| Testo del documento |
%%
Felice dopo l’ospedale: «Ho combattuto e vinto il Covid»
Ricoverato il 27 marzo, era stato dimesso il 17 maggio. Sulla newsletter e sulle pagine de «la Lettura» aveva parlato della malattia
Sono stato ricoverato per coronavirus il 27 marzo 2020, più precisamente alle 11.43. All’inizio mi è sembrato un brutto colpo; ma poi, fin dai primi giorni, mi è sembrato giusto prenderlo come l’inizio di una battaglia, una resistenza sempre più decisa alle insidie di questo nuovo male così sconosciuto. Sotto questo profilo la degenza al Policlinico di Milano, e una sua breve prosecuzione all’istituto Maugeri, sono state anche un pretesto per conoscersi meglio. La mia degenza è terminata il 17 maggio.
Adesso sono a casa mia, e guardo compiaciuto i miei libri come una presenza famigliare di cui continuamente mi rallegro. Ma non c’è solo questo: pur in una giornata climaticamente piuttosto triste come quella di oggi, continuo a provare un senso di liberazione. Sono infatti a casa mia e quella che contemplo è la mia libreria, ricca dei tanti volumi che ora ho l’occasione di riprendere in mano. Sotto questo profilo è una gioia e un’occasione. Peraltro, abito a non più di trecento metri dal Policlinico, e mi torna alla mente il mio sguardo verso l’ingresso dell’edificio, via Francesco Sforza 28. Ora so che anche questo è stato (e a lungo!) un oggetto del desiderio.
%%
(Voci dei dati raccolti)
%%
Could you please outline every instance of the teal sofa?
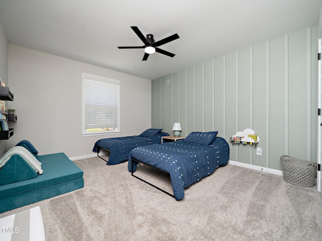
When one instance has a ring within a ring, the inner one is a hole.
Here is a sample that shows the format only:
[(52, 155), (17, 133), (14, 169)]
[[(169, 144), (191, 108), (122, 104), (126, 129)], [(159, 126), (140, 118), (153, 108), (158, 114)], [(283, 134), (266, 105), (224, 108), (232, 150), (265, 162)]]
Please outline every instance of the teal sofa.
[(41, 163), (41, 175), (18, 155), (0, 169), (0, 213), (84, 187), (83, 171), (64, 153), (33, 155)]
%%
| Istruzioni del compito |
Stampa alla lettera il brano del testo sul ricovero per Covid che va da "Ricoverato il 27" fino a "terminata il 17 maggio.".

| Spazio risposta |
Ricoverato il 27 marzo, era stato dimesso il 17 maggio. Sulla newsletter e sulle pagine de «la Lettura» aveva parlato della malattia
Sono stato ricoverato per coronavirus il 27 marzo 2020, più precisamente alle 11.43. All’inizio mi è sembrato un brutto colpo; ma poi, fin dai primi giorni, mi è sembrato giusto prenderlo come l’inizio di una battaglia, una resistenza sempre più decisa alle insidie di questo nuovo male così sconosciuto. Sotto questo profilo la degenza al Policlinico di Milano, e una sua breve prosecuzione all’istituto Maugeri, sono state anche un pretesto per conoscersi meglio. La mia degenza è terminata il 17 maggio.